Work to do - Write out exactly, with no other output, the lines below from the one that contains "Where in the photo above can the man" through the end.

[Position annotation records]
•••

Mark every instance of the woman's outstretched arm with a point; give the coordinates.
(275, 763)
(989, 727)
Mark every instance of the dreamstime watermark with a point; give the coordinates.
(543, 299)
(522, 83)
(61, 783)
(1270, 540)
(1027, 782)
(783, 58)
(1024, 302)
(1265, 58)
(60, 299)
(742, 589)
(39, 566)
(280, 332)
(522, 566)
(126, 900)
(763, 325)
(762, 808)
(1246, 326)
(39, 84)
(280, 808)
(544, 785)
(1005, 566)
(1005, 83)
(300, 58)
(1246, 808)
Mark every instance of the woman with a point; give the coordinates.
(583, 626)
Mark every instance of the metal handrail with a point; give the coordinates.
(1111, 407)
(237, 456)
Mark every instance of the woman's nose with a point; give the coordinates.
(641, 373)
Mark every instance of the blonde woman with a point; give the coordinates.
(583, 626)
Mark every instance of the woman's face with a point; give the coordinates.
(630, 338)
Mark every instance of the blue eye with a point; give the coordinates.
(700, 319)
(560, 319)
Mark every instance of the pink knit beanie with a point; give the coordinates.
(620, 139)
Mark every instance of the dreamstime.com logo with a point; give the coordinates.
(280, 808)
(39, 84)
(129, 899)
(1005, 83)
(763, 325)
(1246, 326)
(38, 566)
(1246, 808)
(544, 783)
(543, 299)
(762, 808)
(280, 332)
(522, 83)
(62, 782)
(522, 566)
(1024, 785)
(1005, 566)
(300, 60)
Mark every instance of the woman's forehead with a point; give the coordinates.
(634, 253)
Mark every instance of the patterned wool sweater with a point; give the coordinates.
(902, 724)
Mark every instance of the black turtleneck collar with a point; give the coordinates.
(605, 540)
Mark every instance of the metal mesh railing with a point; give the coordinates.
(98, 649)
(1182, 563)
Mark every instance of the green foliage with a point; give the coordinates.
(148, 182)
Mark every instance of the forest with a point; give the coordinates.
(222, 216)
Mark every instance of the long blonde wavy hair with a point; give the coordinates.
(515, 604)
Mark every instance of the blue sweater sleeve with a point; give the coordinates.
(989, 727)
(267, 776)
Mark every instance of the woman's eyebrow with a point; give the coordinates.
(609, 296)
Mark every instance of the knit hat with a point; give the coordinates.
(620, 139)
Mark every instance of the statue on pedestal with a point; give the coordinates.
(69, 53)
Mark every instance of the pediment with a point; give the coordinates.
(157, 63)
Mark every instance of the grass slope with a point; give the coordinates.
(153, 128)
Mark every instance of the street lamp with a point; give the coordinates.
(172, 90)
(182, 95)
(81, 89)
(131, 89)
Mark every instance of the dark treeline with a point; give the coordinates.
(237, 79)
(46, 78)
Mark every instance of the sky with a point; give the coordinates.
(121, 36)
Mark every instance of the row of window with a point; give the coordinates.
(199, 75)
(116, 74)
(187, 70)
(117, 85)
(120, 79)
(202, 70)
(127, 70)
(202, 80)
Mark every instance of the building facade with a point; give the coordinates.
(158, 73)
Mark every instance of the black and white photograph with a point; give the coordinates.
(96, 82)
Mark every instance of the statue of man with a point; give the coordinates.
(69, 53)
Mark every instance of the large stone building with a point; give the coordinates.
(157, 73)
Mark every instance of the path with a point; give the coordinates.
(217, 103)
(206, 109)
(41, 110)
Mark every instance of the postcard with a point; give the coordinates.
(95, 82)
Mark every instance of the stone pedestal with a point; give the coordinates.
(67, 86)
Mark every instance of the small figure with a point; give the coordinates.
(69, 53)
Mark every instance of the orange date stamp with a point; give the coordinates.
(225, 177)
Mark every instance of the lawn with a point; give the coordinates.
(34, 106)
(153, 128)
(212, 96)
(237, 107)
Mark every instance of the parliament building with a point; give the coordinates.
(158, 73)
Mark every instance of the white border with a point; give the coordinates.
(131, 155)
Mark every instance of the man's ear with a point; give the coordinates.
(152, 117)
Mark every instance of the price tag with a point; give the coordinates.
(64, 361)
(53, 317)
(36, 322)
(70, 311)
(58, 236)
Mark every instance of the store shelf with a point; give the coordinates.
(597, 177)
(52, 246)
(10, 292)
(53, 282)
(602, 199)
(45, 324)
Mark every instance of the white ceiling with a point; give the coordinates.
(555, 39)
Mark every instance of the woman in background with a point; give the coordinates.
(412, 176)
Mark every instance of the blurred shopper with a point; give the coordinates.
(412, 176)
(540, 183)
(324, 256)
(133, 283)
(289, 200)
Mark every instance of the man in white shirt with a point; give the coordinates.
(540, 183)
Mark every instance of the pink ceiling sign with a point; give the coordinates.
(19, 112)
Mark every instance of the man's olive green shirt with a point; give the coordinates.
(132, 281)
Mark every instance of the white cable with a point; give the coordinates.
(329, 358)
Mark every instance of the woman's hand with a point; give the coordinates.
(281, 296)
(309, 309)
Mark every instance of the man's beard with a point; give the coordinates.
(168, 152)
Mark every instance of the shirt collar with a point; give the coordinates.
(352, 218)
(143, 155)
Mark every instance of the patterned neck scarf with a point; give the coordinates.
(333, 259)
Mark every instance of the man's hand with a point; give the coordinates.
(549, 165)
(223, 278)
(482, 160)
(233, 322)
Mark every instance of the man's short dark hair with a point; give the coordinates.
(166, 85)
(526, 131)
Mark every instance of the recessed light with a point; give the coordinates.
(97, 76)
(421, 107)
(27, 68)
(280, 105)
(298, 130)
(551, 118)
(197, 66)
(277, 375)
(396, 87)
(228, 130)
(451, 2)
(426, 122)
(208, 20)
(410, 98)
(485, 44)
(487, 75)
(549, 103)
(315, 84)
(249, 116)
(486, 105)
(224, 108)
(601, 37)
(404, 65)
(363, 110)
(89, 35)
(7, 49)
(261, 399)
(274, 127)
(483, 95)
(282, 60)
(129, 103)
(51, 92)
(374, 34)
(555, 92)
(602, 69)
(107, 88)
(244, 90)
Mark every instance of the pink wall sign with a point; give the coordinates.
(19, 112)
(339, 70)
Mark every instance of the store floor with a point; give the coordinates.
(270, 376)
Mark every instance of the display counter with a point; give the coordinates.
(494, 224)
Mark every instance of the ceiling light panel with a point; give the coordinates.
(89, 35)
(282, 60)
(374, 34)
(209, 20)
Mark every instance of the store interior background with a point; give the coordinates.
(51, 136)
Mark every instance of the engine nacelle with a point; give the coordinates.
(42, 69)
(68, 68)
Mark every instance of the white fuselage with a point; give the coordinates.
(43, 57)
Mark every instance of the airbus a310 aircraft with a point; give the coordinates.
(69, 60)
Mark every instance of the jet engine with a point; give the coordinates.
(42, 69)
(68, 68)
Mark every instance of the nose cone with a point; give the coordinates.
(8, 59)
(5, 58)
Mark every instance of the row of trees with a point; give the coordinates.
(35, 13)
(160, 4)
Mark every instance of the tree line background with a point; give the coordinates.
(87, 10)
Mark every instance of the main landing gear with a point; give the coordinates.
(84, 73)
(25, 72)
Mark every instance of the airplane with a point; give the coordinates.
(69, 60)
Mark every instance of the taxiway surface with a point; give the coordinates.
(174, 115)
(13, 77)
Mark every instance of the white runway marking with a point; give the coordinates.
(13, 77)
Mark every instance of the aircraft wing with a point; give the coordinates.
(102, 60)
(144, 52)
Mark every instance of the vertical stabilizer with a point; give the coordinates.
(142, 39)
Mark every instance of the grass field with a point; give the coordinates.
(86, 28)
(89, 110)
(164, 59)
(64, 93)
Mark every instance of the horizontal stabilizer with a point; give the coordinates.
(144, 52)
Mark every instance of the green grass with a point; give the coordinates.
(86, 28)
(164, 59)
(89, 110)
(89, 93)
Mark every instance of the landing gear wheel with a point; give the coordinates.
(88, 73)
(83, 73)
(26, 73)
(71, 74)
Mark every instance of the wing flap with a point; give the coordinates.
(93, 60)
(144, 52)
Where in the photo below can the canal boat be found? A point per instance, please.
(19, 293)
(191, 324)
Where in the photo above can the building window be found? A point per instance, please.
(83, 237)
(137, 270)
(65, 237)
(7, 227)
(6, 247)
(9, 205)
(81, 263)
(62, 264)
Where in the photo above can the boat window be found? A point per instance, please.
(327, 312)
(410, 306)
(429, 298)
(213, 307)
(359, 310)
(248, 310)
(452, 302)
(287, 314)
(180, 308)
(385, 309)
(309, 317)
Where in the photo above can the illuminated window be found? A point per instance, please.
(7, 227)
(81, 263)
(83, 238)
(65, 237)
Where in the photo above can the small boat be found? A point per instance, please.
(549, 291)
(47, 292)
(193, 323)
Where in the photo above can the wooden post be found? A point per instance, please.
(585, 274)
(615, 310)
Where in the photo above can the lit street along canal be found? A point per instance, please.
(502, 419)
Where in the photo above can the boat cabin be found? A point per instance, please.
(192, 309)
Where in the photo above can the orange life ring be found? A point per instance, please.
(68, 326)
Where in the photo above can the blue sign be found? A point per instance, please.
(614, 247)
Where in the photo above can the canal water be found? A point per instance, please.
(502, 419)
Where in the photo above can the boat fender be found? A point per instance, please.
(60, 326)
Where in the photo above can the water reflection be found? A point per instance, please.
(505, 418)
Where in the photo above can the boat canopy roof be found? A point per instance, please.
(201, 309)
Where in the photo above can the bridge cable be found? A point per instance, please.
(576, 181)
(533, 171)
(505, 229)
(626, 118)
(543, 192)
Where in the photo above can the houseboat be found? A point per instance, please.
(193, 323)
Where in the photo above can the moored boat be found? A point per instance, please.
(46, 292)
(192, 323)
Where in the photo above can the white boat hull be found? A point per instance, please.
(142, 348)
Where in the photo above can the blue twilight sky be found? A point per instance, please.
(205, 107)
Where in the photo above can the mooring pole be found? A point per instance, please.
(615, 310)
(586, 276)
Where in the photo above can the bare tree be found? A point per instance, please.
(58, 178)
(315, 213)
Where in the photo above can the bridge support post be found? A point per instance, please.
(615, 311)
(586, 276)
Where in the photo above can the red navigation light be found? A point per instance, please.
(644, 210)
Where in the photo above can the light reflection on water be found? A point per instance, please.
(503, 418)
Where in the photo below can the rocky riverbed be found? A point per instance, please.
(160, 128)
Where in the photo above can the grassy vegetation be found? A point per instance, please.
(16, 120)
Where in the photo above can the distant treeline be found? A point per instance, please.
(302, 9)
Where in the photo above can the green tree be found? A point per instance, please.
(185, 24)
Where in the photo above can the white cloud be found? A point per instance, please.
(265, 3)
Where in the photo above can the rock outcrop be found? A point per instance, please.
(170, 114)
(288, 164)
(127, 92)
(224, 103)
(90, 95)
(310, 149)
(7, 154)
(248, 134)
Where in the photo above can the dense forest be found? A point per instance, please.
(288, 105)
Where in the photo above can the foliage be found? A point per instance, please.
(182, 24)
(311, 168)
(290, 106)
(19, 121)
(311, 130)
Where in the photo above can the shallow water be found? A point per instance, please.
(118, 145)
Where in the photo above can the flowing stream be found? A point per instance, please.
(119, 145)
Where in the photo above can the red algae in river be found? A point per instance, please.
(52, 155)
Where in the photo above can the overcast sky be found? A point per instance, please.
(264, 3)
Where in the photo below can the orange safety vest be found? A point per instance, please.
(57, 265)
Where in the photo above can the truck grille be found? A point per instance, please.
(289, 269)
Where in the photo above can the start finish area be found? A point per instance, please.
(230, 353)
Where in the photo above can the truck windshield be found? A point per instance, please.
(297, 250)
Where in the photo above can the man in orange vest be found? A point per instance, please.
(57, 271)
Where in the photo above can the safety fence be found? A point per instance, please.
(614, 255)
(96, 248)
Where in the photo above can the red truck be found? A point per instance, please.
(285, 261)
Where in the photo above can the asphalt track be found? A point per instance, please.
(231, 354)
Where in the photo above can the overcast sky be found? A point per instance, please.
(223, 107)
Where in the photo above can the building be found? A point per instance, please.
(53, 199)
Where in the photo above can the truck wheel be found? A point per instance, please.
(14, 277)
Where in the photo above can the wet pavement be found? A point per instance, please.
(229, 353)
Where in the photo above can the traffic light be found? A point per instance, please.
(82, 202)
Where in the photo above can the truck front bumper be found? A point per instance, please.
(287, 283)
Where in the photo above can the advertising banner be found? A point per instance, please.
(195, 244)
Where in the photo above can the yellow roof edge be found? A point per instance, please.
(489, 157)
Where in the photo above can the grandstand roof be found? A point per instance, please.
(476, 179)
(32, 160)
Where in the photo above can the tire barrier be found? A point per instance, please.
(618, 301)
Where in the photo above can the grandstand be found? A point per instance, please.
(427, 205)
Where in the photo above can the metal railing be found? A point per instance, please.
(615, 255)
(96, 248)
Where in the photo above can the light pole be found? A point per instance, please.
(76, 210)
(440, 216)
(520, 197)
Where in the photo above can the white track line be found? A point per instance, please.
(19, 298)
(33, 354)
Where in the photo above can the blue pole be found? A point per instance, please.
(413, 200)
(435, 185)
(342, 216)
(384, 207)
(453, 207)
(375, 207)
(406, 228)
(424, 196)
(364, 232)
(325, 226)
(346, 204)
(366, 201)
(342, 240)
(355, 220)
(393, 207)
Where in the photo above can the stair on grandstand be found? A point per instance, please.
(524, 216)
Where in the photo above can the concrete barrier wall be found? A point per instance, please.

•••

Expected answer -
Where in the photo above can the man in orange vest be found? A point per instance, please.
(57, 271)
Where in the photo above can the safety fence be found? A point per instance, please.
(614, 255)
(96, 248)
Where in the photo above can the red truck be found? A point per instance, please.
(285, 261)
Where in the photo above can the asphalt track be found? A point per instance, please.
(231, 354)
Where in the photo above can the overcast sky be found? A point per instance, please.
(223, 107)
Where in the photo above can the building be found? A point per instance, please.
(53, 199)
Where in the photo above can the truck wheel be found? A point per instance, please.
(14, 277)
Where in the photo above can the wet pavement be found? A point per instance, please.
(229, 353)
Where in the photo above can the traffic light be found? A point per instance, please.
(82, 202)
Where in the photo above can the truck front bumper be found? A point per instance, please.
(287, 283)
Where in the photo above can the advertising banner be found? A point per instance, please.
(195, 244)
Where in the photo above can the yellow roof edge be found? A point per instance, please.
(489, 157)
Where in the photo above can the grandstand roof be found? A point per instance, please.
(476, 179)
(32, 160)
Where in the photo above can the tire barrier be found? A point per instance, please.
(618, 301)
Where in the photo above can the grandstand be found? A point per instance, please.
(427, 205)
Where in the photo above can the metal railing be found? A point per instance, please.
(615, 255)
(96, 248)
Where in the photo above can the light pole be found? A point per instance, please.
(76, 210)
(440, 216)
(520, 197)
Where in the photo above can the white track line be found? A point per instance, please.
(19, 298)
(33, 354)
Where in the photo above can the blue pole be found? A point per instance, please.
(413, 200)
(435, 185)
(342, 216)
(384, 207)
(453, 207)
(375, 207)
(406, 228)
(424, 196)
(364, 232)
(325, 226)
(346, 204)
(366, 201)
(342, 240)
(355, 220)
(393, 207)
Where in the photo above can the stair on grandstand be found? A point per instance, please.
(524, 216)
Where in the photo above can the concrete barrier wall be found? A point per instance, please.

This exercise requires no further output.